◆ **WHAT IS BEING ASKED**
Copy out the records below, swapping each "Kindly" for "Please" and leaving everything else as it is.

◆ **DATASET CONTENT**
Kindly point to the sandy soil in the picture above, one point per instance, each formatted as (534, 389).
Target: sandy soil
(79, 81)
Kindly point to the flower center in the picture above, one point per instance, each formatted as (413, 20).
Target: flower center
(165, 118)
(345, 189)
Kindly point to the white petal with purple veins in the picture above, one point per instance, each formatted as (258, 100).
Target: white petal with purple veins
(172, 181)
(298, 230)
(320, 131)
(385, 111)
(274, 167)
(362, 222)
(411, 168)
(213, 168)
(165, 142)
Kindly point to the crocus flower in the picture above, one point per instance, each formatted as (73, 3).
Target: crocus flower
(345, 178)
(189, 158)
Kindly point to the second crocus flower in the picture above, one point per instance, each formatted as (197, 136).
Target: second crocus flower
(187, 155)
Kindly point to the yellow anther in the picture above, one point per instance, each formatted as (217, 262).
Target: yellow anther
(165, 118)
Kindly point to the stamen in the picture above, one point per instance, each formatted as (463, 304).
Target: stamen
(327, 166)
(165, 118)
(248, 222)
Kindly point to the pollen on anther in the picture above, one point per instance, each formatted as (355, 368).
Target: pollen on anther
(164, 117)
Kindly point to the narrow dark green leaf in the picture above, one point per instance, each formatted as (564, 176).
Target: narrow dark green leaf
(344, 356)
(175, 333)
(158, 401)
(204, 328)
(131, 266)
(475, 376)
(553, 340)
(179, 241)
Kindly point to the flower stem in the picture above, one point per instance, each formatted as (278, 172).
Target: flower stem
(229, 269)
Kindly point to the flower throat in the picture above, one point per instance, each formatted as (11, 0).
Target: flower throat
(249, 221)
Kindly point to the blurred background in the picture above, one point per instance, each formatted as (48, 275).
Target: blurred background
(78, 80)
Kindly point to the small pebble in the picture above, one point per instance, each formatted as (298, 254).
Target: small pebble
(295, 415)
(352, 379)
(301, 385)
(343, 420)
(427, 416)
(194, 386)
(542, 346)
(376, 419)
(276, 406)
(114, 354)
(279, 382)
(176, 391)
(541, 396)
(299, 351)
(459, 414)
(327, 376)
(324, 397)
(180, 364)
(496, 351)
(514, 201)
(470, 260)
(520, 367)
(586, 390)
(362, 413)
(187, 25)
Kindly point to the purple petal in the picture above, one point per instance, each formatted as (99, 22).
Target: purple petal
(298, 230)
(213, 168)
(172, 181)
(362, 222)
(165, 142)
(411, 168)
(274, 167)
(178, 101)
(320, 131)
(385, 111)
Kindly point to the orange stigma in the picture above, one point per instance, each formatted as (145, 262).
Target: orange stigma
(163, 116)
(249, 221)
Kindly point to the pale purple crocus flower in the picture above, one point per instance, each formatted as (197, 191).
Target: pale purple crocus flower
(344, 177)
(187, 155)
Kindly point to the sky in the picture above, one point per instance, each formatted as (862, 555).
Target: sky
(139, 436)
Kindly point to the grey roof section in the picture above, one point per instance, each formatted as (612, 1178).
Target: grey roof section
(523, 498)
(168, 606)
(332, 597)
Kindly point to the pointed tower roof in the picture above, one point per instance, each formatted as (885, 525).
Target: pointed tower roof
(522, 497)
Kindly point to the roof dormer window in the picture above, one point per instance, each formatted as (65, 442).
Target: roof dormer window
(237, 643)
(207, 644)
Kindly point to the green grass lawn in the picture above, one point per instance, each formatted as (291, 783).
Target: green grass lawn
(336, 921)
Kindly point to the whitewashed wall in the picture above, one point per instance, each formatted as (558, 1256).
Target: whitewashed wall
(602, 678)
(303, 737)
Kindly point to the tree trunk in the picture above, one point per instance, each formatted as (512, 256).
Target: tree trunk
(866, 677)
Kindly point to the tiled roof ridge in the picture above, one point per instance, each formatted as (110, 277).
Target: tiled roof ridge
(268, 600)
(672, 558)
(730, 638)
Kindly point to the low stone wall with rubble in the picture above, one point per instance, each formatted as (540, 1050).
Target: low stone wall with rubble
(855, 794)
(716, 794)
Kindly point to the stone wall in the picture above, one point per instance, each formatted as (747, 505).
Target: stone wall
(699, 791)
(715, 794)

◆ **EXERCISE ANSWER**
Please point to the sandy soil in the picture above, one point per instance, each formatted as (534, 389).
Target: sandy soil
(79, 81)
Please point to the flower center in the picture above, one point per instance, each formatted as (413, 20).
Target: flower center
(165, 118)
(345, 189)
Please point to the white petal with purple veins in the picture above, one point per instance, each formatted as (258, 100).
Target: white petal with purple veins
(172, 181)
(298, 230)
(320, 131)
(385, 111)
(274, 167)
(362, 222)
(411, 168)
(213, 168)
(165, 142)
Please point to the crocus flower in the picture above, one point per instance, each formatted as (73, 3).
Target: crocus flower
(345, 178)
(189, 158)
Please point to the second crocus flower in the picture above, one point per instance, each formatted as (197, 136).
Target: second crocus flower
(187, 155)
Please point to the yellow anther in the picture above, one point per instance, each formatted as (217, 262).
Target: yellow anther
(165, 118)
Please point to the stamen in the picture above, one point per instance, each formatted as (463, 304).
Target: stamen
(327, 166)
(165, 118)
(248, 222)
Please point to the pollen on anther in the picture above, one point per instance, each formatted as (355, 368).
Target: pollen on anther
(164, 117)
Please point to the narrow dark green leaf in the picture above, one point per instance, each formatted as (564, 176).
Target: narrow dark green leaf
(344, 356)
(175, 333)
(158, 401)
(204, 328)
(131, 266)
(475, 376)
(553, 340)
(179, 241)
Please point to the flower stem in the picture above, one point per instance, each formatted as (278, 172).
Target: flower stem
(229, 269)
Please point to the flower throat in the picture above, one point per instance, each formatted as (11, 0).
Target: flower throat
(249, 221)
Please point to the blurred background in the picture above, one point per instance, each formatted as (48, 275).
Target: blurred background
(78, 80)
Please point to the small pebble in the picture above, one point per instance, each formatted as (298, 254).
Target: small pebble
(295, 415)
(352, 379)
(301, 385)
(343, 420)
(427, 416)
(194, 386)
(542, 346)
(376, 419)
(276, 406)
(114, 354)
(279, 382)
(176, 391)
(541, 396)
(299, 351)
(459, 414)
(327, 376)
(324, 397)
(180, 364)
(496, 351)
(514, 201)
(470, 260)
(520, 367)
(586, 390)
(362, 413)
(187, 25)
Please point to the purple petal in the picture above, one point per instance, each formatted as (99, 22).
Target: purple petal
(298, 230)
(213, 168)
(172, 181)
(362, 222)
(165, 142)
(411, 168)
(274, 167)
(178, 101)
(320, 131)
(385, 111)
Please point to the orange stigma in the picture above, one point per instance, each formatted as (145, 262).
Target: orange stigma
(163, 116)
(249, 221)
Please point to the pale purple crocus flower in the picture above, one point per instance, each formatted as (197, 191).
Target: pale purple crocus flower
(344, 177)
(187, 155)
Please point to the sky in the picture above, one point per instance, each formatted as (862, 555).
Target: sky
(139, 436)
Please point to the grey roof section in the picture above, one point per instance, each formatted as (612, 1178).
Target: grey roof section
(523, 498)
(168, 606)
(332, 597)
Please point to the pointed tower roof in the picture above, one point per instance, each formatted as (885, 525).
Target: pointed tower roof
(522, 497)
Please point to the roof dormer window in the picture above, one point per instance, each formatted as (65, 442).
Target: roof dormer window
(237, 643)
(207, 644)
Please point to the green grass lawn in the picture above, one point per instance, each formatted as (291, 783).
Target: green grass lawn
(336, 921)
Please point to the whitewashed wall in the picture above, one point per instance, each formatted as (558, 1256).
Target: whitewashed wall
(602, 678)
(303, 737)
Please point to the tree trunk in the picture above, one point per instance, each formatted as (512, 256).
Target: tree trunk
(866, 677)
Please point to the tiled roof ridge in the picture above, one point per instance, each formatted as (110, 277).
Target: tiled roof ridge
(268, 600)
(672, 558)
(730, 638)
Please point to the low stone wall with rubble in the picture above, one point per instance, each formatted as (540, 1050).
Target: low stone wall with rubble
(855, 794)
(716, 794)
Please point to the stone wall in the picture above, one point per instance, each formatted as (747, 505).
Target: stone wall
(699, 791)
(715, 794)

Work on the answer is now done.